— Start of Passage —

Exert less mental energy
Get work done without thinking too hard and exerting the least amount of effort possible.
Create consistency
Ensure that the same information, processes, and plans are being consumed by your readers in a consistent way.
Minimize workload
Onboard teammates quickly and efficiently so they can start getting work done right away.
Improve company branding
Make a statement about how you treat your external customers and internal employees by being supportive and helpful.
All documentation should aim to accomplish 2 main things:
Inform users
Enable users to successfully accomplish something
When starting any documentation, begin by defining the topic of interest, objective, or goal to help your audience understand what they are reading about right off the bat.
Internal documentation
Team documentation
Team documentation helps illuminate the work that’s being done so teams can, well, work as a team. These docs come in the form of project plans, team schedules, status reports, meeting notes, and anything else a team may need to work functionally and efficiently. This type of documentation is detailed, ensuring everyone stays on the same page.
Reference documentation
Reference documentation educates the company on important topics, processes, and policies. These may be policies created by the HR department, legal processes for hiring external vendors, or how-to articles on setting up your company benefits. Remember that reference documentation is written by a small pool of people for a large and varied audience, so digestible content is important.

— End of Passage —
— Start of Data lines —

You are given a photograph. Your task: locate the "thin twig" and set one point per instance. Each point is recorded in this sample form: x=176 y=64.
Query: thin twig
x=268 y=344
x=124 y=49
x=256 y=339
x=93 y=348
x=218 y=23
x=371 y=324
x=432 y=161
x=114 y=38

— End of Data lines —

> [What you need to do]: Name every form of team documentation that the documentation passage above explicitly lists.

> [Reply to the task]: Project plans, team schedules, status reports, and meeting notes.